■ Exercise objective:
Produce a word-for-word copy of the data below.

** Given data follows **

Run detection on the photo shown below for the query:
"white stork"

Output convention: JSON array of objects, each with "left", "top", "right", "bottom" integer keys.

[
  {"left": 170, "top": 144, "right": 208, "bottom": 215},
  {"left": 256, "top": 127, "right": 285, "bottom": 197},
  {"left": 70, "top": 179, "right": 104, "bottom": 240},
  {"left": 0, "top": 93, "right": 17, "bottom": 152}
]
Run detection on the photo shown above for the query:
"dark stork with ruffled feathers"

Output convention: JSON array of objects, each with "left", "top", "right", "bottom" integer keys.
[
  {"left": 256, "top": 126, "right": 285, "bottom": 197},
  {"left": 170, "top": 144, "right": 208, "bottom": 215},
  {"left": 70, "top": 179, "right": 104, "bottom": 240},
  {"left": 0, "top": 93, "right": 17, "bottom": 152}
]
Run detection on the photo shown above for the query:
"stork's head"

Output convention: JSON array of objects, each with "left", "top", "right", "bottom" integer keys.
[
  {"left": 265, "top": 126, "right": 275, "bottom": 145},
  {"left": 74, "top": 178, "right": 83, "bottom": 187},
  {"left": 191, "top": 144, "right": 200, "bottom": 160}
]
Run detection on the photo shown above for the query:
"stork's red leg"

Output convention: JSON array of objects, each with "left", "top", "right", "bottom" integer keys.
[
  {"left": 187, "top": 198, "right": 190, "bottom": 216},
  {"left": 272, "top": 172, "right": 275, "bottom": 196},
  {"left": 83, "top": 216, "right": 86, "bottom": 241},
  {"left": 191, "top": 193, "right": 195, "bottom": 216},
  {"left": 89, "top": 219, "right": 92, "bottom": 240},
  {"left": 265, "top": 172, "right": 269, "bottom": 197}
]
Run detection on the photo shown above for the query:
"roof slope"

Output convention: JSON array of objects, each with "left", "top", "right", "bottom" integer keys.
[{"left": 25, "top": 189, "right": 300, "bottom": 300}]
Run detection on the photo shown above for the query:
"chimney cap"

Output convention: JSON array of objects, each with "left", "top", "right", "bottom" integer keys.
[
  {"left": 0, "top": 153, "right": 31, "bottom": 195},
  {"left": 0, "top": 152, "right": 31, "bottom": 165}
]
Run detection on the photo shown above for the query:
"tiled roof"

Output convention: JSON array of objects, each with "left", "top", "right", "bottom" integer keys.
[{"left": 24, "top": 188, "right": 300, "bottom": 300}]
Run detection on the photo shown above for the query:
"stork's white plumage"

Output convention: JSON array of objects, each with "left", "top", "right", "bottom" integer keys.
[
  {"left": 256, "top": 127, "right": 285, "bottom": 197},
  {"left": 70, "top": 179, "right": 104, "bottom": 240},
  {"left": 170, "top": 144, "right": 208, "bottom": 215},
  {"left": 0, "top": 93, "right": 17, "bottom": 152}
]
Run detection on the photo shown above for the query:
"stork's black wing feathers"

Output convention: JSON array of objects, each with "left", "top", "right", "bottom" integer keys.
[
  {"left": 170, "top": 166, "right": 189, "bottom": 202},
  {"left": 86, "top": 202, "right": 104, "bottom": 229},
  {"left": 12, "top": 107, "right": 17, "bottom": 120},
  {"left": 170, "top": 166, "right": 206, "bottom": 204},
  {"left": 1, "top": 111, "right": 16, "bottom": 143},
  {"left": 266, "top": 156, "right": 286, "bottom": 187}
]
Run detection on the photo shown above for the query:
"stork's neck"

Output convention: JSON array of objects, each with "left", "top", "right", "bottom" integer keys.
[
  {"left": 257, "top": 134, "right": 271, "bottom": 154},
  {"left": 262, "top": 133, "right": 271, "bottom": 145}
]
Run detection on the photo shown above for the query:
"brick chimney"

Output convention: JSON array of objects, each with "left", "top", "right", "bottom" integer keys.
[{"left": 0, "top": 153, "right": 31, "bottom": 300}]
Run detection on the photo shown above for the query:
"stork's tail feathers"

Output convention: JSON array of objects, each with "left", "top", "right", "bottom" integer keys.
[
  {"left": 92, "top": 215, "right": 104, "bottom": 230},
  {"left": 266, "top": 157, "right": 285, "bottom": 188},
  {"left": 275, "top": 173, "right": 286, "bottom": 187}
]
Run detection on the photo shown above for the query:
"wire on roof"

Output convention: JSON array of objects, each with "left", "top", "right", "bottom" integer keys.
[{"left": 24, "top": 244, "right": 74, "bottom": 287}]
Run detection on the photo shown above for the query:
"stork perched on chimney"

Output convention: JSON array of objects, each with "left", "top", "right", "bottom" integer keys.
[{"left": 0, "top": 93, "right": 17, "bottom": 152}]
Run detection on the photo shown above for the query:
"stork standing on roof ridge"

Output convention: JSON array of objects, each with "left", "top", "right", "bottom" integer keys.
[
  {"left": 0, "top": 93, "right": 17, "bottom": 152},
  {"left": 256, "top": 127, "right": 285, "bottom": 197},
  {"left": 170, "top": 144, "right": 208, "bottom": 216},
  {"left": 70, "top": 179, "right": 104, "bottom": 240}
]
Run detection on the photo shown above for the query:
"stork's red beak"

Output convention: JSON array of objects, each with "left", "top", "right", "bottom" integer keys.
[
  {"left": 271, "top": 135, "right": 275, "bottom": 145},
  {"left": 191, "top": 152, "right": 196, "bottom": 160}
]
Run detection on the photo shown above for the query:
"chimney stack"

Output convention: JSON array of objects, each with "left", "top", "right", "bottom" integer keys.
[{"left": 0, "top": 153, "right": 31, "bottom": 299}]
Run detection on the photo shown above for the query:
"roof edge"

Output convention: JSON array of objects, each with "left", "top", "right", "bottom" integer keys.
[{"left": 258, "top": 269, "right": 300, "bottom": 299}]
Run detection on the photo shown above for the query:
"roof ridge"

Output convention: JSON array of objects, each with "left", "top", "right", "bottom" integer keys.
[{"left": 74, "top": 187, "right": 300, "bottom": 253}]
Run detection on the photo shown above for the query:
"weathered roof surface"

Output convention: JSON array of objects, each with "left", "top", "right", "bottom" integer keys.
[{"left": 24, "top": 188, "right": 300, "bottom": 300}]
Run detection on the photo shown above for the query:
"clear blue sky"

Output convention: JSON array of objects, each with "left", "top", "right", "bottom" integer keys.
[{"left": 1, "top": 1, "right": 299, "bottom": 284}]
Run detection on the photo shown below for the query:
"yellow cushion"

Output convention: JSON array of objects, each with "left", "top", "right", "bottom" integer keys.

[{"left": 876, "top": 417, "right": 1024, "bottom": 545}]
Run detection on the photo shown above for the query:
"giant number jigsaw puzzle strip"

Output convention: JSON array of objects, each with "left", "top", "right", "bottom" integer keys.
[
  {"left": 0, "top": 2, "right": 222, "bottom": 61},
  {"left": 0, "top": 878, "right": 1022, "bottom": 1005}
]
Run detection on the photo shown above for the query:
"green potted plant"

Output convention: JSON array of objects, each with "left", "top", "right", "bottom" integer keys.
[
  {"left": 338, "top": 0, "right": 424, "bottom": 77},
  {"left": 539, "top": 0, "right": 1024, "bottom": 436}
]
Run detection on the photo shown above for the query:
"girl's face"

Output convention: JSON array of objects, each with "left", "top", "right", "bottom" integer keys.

** End of Given data **

■ Worked solution:
Run detection on the photo shown below for the query:
"white stork"

Output convention: JSON array of objects, each with "left", "top", "right", "bottom" integer keys.

[
  {"left": 170, "top": 144, "right": 208, "bottom": 215},
  {"left": 256, "top": 127, "right": 285, "bottom": 197},
  {"left": 70, "top": 179, "right": 104, "bottom": 240},
  {"left": 0, "top": 93, "right": 17, "bottom": 152}
]
Run detection on the photo shown above for the query:
"dark stork with ruffled feathers"

Output convention: JSON array of objects, each with "left", "top", "right", "bottom" integer keys.
[
  {"left": 256, "top": 126, "right": 285, "bottom": 197},
  {"left": 170, "top": 144, "right": 208, "bottom": 215},
  {"left": 70, "top": 179, "right": 104, "bottom": 240},
  {"left": 0, "top": 93, "right": 17, "bottom": 152}
]
Run detection on the photo shown above for the query:
"stork's head"

Output convention: JSON array of objects, each with "left", "top", "right", "bottom" integer keys.
[
  {"left": 265, "top": 126, "right": 275, "bottom": 145},
  {"left": 74, "top": 178, "right": 83, "bottom": 187},
  {"left": 191, "top": 144, "right": 200, "bottom": 160}
]
Run detection on the photo shown above for the query:
"stork's red leg"

Output convention: JSON array of objects, each with "left", "top", "right", "bottom" integer keys.
[
  {"left": 187, "top": 198, "right": 190, "bottom": 216},
  {"left": 272, "top": 172, "right": 275, "bottom": 196},
  {"left": 83, "top": 216, "right": 86, "bottom": 241},
  {"left": 191, "top": 193, "right": 195, "bottom": 216},
  {"left": 89, "top": 219, "right": 92, "bottom": 240},
  {"left": 265, "top": 172, "right": 269, "bottom": 197}
]
Run detection on the photo shown above for the query:
"roof slope"

Output convention: JSON array of objects, each with "left", "top", "right", "bottom" integer keys.
[{"left": 25, "top": 189, "right": 300, "bottom": 300}]
Run detection on the photo shown above for the query:
"chimney cap"

Output convention: JSON array of objects, each with "left", "top", "right", "bottom" integer keys.
[
  {"left": 0, "top": 153, "right": 31, "bottom": 195},
  {"left": 0, "top": 152, "right": 31, "bottom": 165}
]
Run detection on the photo shown above for the query:
"tiled roof"

Output convention: JSON array of objects, each with "left", "top", "right", "bottom" integer keys.
[{"left": 24, "top": 188, "right": 300, "bottom": 300}]
Run detection on the photo shown above for the query:
"stork's white plumage"

Output convention: JSON array of objects, each with "left", "top", "right", "bottom" integer keys.
[
  {"left": 256, "top": 127, "right": 285, "bottom": 197},
  {"left": 70, "top": 179, "right": 104, "bottom": 240},
  {"left": 170, "top": 144, "right": 208, "bottom": 215},
  {"left": 0, "top": 93, "right": 17, "bottom": 152}
]
Run detection on the photo shown above for the query:
"stork's black wing feathers"

Output convention: JSON array of objects, each with "left", "top", "right", "bottom" integer keys.
[
  {"left": 170, "top": 166, "right": 189, "bottom": 202},
  {"left": 86, "top": 202, "right": 104, "bottom": 229},
  {"left": 12, "top": 107, "right": 17, "bottom": 120},
  {"left": 170, "top": 166, "right": 206, "bottom": 204},
  {"left": 1, "top": 111, "right": 16, "bottom": 143},
  {"left": 266, "top": 156, "right": 286, "bottom": 187}
]
Run detection on the photo shown above for the query:
"stork's neck"

Output convention: JSON array of objects, each with "left", "top", "right", "bottom" integer keys.
[
  {"left": 257, "top": 134, "right": 271, "bottom": 154},
  {"left": 262, "top": 133, "right": 271, "bottom": 145}
]
Run detection on the photo shown above for the query:
"brick chimney"

Output convention: JSON array of objects, each with "left", "top", "right", "bottom" integer keys.
[{"left": 0, "top": 153, "right": 31, "bottom": 300}]
Run detection on the photo shown above for the query:
"stork's tail feathers"

Output convention: JSON array of objects, each with "left", "top", "right", "bottom" integer keys.
[
  {"left": 92, "top": 215, "right": 104, "bottom": 230},
  {"left": 266, "top": 157, "right": 285, "bottom": 188},
  {"left": 275, "top": 173, "right": 286, "bottom": 187}
]
Run detection on the photo shown above for the query:
"wire on roof"

Output convention: JSON array of objects, each with "left", "top", "right", "bottom" integer keys.
[{"left": 24, "top": 244, "right": 74, "bottom": 287}]
Run detection on the photo shown above for the query:
"stork perched on chimney"

Output convention: JSON array of objects, each with "left", "top", "right", "bottom" integer keys.
[{"left": 0, "top": 93, "right": 17, "bottom": 152}]
Run detection on the photo shown above for the query:
"stork standing on roof ridge"

Output convention: JSON array of objects, each with "left", "top", "right", "bottom" integer keys.
[
  {"left": 0, "top": 93, "right": 17, "bottom": 152},
  {"left": 256, "top": 127, "right": 285, "bottom": 197},
  {"left": 170, "top": 144, "right": 208, "bottom": 216},
  {"left": 70, "top": 179, "right": 104, "bottom": 240}
]
Run detection on the photo shown above for the query:
"stork's red beak"

Output convention: JSON array of objects, each with "left", "top", "right", "bottom" integer keys.
[
  {"left": 271, "top": 135, "right": 275, "bottom": 145},
  {"left": 191, "top": 152, "right": 196, "bottom": 160}
]
Run detection on the photo shown above for the query:
"chimney stack"

Output convention: JSON array of objects, each with "left", "top", "right", "bottom" integer keys.
[{"left": 0, "top": 153, "right": 31, "bottom": 299}]
Run detection on the photo shown above for the query:
"roof edge"

Output convention: JSON array of objects, each with "left", "top", "right", "bottom" integer keys.
[{"left": 258, "top": 269, "right": 300, "bottom": 299}]
Run detection on the photo shown above for the query:
"roof ridge"

Output convention: JSON array of objects, each with "left", "top", "right", "bottom" integer keys.
[{"left": 74, "top": 187, "right": 300, "bottom": 253}]
Run detection on the photo shown above for the query:
"weathered roof surface"

Output convention: JSON array of objects, each with "left", "top", "right", "bottom" integer keys.
[{"left": 24, "top": 188, "right": 300, "bottom": 300}]
Run detection on the photo shown above for the query:
"clear blue sky"

Output convention: JSON array of objects, each with "left", "top", "right", "bottom" integer keys.
[{"left": 1, "top": 1, "right": 299, "bottom": 284}]
Run detection on the photo shown below for the query:
"yellow cushion"

Output convention: JSON array of objects, each with "left", "top", "right", "bottom" integer keys.

[{"left": 876, "top": 417, "right": 1024, "bottom": 545}]
Run detection on the photo shown above for the query:
"giant number jigsaw puzzle strip"

Output convention: JSON array of objects, each with "left", "top", "right", "bottom" integer keys.
[
  {"left": 0, "top": 2, "right": 222, "bottom": 61},
  {"left": 0, "top": 878, "right": 1022, "bottom": 1005}
]
Run detection on the photo shown above for the query:
"green potted plant"

Output convention: JSON array of objects, each with "left", "top", "right", "bottom" integer keys.
[
  {"left": 338, "top": 0, "right": 424, "bottom": 77},
  {"left": 539, "top": 0, "right": 1024, "bottom": 436}
]
Run detection on the photo shown above for the query:
"girl's face"

Output convention: JSON array of objects, each with "left", "top", "right", "bottom" integer keys.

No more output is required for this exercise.